Supplied material:

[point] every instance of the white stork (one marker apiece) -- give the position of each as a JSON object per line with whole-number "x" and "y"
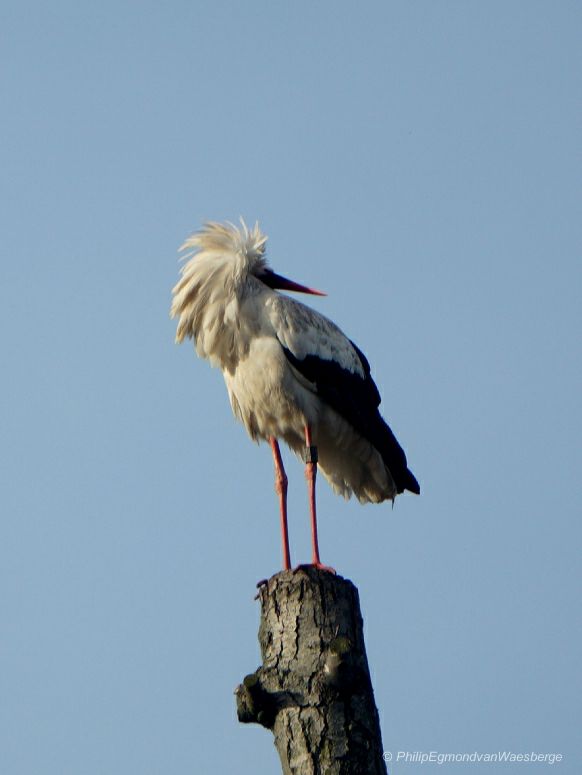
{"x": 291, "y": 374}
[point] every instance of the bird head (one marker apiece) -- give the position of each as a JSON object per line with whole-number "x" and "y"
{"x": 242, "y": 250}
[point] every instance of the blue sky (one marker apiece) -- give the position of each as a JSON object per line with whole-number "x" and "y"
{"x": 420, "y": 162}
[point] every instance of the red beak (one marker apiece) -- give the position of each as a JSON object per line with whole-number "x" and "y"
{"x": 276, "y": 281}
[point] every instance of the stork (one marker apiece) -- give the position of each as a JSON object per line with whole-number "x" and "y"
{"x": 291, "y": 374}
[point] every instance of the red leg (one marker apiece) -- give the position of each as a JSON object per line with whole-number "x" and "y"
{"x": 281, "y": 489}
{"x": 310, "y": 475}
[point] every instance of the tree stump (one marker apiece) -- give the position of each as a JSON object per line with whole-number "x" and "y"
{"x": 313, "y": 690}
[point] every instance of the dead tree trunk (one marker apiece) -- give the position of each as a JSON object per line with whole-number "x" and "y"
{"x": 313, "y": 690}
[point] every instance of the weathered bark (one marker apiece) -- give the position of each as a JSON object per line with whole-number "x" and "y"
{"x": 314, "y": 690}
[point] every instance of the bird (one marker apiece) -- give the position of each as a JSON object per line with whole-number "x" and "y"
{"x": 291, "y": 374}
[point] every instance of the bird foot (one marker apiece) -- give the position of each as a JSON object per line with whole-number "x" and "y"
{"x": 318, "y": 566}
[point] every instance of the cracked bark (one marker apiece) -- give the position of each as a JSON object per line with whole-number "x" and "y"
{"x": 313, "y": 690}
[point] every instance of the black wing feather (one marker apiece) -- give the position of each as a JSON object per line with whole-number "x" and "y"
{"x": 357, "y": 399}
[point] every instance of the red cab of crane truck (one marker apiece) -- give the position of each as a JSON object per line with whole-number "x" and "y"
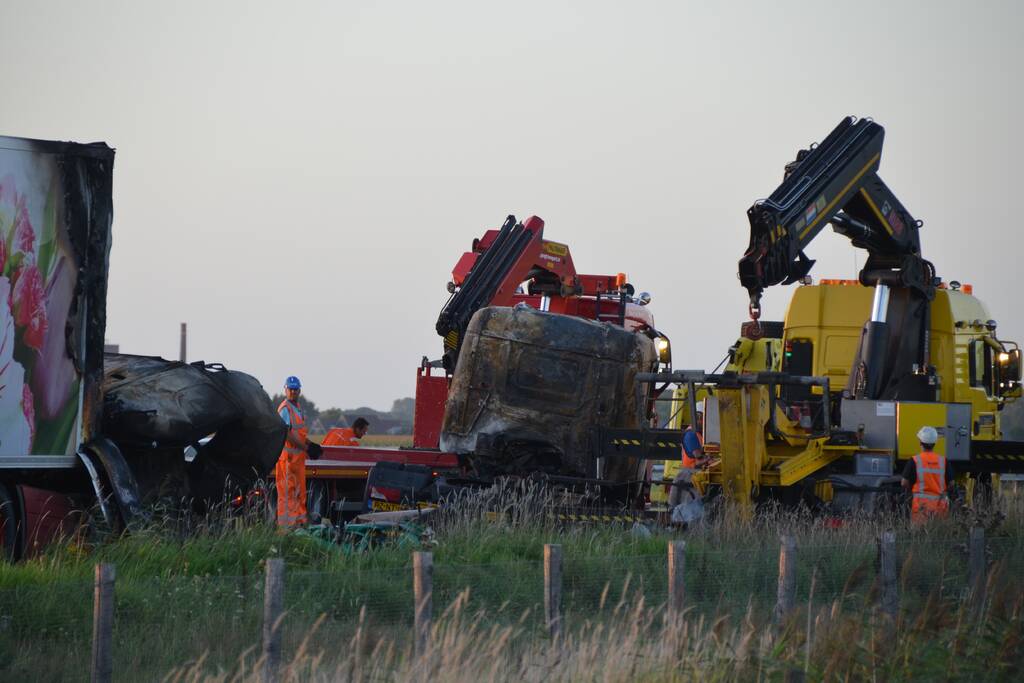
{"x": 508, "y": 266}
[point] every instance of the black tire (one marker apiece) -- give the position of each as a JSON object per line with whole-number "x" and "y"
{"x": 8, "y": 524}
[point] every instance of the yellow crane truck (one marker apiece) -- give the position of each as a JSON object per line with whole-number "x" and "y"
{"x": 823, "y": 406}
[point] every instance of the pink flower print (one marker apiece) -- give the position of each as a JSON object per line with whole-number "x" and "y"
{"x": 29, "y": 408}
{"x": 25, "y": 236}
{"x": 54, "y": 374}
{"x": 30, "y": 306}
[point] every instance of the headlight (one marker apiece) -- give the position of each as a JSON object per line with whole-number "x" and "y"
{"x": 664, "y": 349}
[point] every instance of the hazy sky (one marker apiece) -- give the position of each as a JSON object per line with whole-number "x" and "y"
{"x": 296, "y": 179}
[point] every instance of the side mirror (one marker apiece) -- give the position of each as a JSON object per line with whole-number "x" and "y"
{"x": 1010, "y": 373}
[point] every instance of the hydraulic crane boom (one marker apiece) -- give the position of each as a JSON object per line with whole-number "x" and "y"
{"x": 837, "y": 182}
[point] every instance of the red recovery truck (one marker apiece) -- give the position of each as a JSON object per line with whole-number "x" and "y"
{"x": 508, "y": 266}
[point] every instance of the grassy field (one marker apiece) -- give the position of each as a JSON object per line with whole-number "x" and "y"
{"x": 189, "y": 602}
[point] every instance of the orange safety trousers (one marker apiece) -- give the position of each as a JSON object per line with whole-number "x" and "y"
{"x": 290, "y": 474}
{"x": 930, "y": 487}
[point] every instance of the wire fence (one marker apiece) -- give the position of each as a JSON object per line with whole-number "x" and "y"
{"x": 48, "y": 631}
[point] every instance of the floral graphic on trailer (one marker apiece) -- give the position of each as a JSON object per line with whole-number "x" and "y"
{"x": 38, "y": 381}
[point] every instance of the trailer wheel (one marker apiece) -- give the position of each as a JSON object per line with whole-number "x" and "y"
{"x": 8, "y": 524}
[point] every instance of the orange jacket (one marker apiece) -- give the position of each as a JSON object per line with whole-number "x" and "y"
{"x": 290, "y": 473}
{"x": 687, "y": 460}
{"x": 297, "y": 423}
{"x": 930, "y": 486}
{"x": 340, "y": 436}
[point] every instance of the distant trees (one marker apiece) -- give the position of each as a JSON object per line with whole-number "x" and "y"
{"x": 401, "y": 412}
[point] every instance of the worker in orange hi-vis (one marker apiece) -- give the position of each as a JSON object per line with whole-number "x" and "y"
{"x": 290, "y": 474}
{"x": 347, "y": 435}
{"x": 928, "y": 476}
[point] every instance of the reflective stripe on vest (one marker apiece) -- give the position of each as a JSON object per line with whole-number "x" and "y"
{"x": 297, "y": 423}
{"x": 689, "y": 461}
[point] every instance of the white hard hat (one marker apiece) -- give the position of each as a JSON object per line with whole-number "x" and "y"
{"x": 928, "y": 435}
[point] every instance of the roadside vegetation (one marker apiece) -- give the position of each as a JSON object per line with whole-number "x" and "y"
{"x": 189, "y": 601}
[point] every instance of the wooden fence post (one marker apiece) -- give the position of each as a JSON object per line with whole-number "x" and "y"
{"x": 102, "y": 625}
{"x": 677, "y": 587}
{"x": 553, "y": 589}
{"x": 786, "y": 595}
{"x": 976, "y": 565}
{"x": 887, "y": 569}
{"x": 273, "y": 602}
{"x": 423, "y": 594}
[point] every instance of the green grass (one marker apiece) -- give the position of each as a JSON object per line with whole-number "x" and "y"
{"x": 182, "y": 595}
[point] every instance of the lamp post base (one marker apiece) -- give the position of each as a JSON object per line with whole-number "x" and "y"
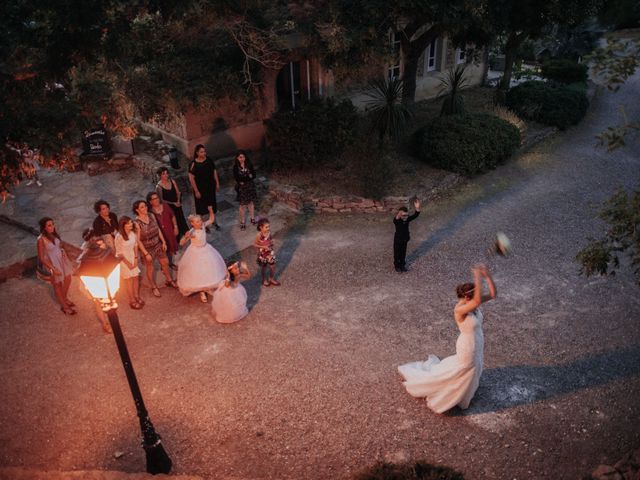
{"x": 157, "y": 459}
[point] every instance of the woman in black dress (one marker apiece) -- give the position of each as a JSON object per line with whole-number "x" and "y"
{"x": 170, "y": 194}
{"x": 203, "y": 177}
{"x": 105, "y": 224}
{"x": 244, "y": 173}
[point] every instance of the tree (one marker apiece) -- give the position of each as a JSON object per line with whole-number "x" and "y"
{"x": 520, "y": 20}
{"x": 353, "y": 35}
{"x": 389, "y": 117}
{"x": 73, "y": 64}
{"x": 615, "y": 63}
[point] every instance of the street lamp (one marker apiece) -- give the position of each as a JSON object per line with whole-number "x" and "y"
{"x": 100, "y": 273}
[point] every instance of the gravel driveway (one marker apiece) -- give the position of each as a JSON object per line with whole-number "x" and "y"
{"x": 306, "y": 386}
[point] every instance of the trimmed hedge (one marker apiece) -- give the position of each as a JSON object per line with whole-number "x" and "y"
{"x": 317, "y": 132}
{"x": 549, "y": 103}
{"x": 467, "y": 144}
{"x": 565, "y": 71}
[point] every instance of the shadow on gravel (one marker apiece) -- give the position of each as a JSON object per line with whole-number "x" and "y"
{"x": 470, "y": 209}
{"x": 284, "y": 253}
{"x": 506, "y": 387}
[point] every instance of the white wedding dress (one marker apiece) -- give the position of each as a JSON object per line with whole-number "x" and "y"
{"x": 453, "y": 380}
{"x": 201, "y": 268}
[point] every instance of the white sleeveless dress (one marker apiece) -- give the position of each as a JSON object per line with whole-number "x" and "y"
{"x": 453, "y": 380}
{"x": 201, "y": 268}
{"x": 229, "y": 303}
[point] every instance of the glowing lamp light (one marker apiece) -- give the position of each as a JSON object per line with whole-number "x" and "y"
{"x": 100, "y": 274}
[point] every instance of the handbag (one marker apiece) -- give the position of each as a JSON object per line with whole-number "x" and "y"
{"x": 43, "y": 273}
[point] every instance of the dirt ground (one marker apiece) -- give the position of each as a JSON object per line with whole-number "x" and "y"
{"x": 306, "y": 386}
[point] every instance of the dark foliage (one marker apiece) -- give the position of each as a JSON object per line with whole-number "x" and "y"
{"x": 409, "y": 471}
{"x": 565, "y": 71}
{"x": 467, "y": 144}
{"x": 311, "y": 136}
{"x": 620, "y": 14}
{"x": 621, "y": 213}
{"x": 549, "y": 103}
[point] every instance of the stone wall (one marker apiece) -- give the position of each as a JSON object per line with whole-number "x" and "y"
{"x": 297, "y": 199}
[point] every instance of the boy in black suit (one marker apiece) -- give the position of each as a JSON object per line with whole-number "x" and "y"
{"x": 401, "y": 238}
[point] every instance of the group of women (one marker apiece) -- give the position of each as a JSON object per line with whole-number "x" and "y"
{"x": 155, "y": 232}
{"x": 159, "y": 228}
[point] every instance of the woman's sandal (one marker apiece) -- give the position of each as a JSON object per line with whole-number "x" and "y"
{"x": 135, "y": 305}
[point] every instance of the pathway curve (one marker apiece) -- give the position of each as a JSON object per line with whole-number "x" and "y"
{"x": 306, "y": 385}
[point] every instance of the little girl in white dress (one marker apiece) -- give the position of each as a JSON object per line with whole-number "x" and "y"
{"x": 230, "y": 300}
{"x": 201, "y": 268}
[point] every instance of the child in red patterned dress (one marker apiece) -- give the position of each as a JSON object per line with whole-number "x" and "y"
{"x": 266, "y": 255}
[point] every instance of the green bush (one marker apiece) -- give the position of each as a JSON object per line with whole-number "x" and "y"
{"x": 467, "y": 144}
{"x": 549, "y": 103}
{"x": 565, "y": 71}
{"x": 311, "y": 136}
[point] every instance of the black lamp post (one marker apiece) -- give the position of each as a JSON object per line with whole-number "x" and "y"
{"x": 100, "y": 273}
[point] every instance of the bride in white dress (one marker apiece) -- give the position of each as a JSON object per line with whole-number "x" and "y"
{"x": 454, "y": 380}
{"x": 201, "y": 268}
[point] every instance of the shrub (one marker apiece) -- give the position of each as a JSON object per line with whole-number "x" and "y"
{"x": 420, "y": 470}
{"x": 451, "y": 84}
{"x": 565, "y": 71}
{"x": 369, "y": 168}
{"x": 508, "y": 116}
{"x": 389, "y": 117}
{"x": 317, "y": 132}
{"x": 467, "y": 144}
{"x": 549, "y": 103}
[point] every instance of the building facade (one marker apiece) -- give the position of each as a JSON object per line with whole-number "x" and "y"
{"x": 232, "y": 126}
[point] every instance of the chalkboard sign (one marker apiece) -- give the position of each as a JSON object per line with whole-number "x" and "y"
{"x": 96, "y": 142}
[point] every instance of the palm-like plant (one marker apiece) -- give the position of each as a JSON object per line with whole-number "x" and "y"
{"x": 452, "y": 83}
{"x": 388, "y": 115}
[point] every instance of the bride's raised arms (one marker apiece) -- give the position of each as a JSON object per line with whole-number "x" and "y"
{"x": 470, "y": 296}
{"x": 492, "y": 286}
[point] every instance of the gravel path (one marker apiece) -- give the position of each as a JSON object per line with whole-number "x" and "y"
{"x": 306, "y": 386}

Task brief: No line before the one with "[point] every instance of the bride's" belongs in the answer; copy that line and the rest of the records exactly.

Response below:
[point] every instance of the bride's raised arms (one marker apiece) -- give the position of each as a JSON object per line with whole-number "x" and "y"
{"x": 470, "y": 296}
{"x": 492, "y": 286}
[point] every instance of the gravel path (one marker apiece) -- give the position of each as a JSON object per line with whole-number "x" and "y"
{"x": 306, "y": 386}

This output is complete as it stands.